- ENTRIES PROVIDED:
- - -

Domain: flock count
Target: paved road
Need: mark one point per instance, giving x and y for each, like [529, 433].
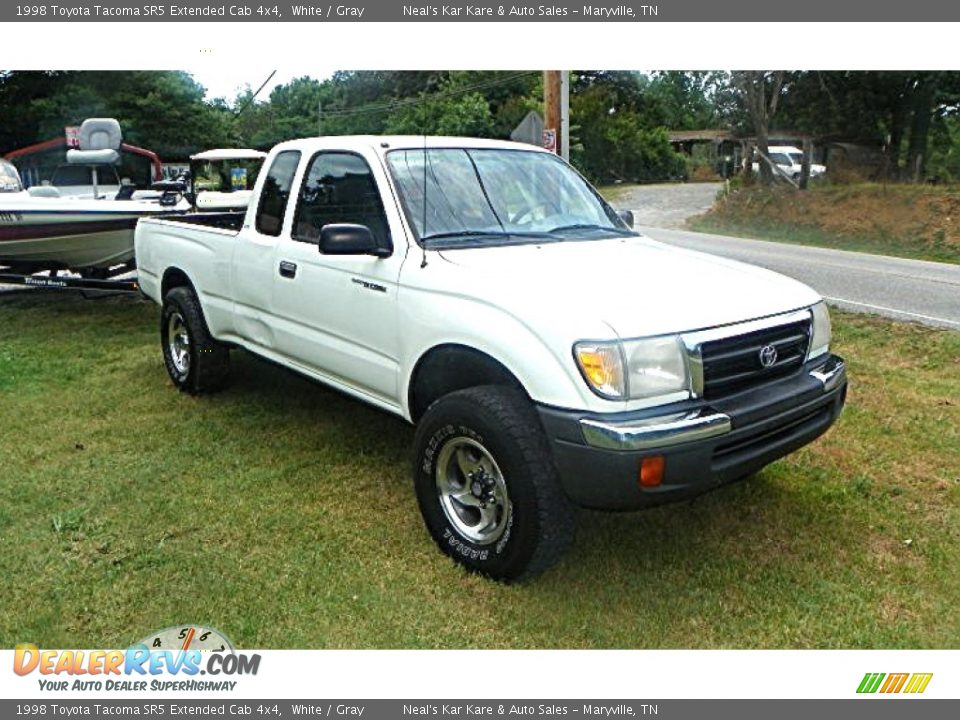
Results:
[915, 290]
[667, 205]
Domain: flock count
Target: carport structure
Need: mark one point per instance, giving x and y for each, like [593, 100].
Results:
[728, 153]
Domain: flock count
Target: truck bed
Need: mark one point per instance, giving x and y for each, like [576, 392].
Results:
[222, 220]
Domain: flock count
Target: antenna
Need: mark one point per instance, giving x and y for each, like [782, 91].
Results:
[253, 97]
[423, 227]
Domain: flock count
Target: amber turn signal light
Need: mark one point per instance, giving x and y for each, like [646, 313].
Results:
[651, 471]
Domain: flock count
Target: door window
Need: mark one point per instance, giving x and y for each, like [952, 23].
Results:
[276, 192]
[339, 188]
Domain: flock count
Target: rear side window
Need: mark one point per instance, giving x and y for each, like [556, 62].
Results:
[339, 188]
[276, 192]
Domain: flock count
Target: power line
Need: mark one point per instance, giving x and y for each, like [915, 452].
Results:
[450, 92]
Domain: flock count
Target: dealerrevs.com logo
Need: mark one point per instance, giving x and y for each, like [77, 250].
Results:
[167, 660]
[912, 683]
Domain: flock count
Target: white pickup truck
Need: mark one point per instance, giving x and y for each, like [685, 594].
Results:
[550, 356]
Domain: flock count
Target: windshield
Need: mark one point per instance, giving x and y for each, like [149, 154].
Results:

- - -

- WORK INSTRUCTIONS:
Which lines in the data above contain the word "truck"? Copy out each of them.

- SOLUTION TO THIS PROBLEM:
Target: truck bed
Target: white pickup truck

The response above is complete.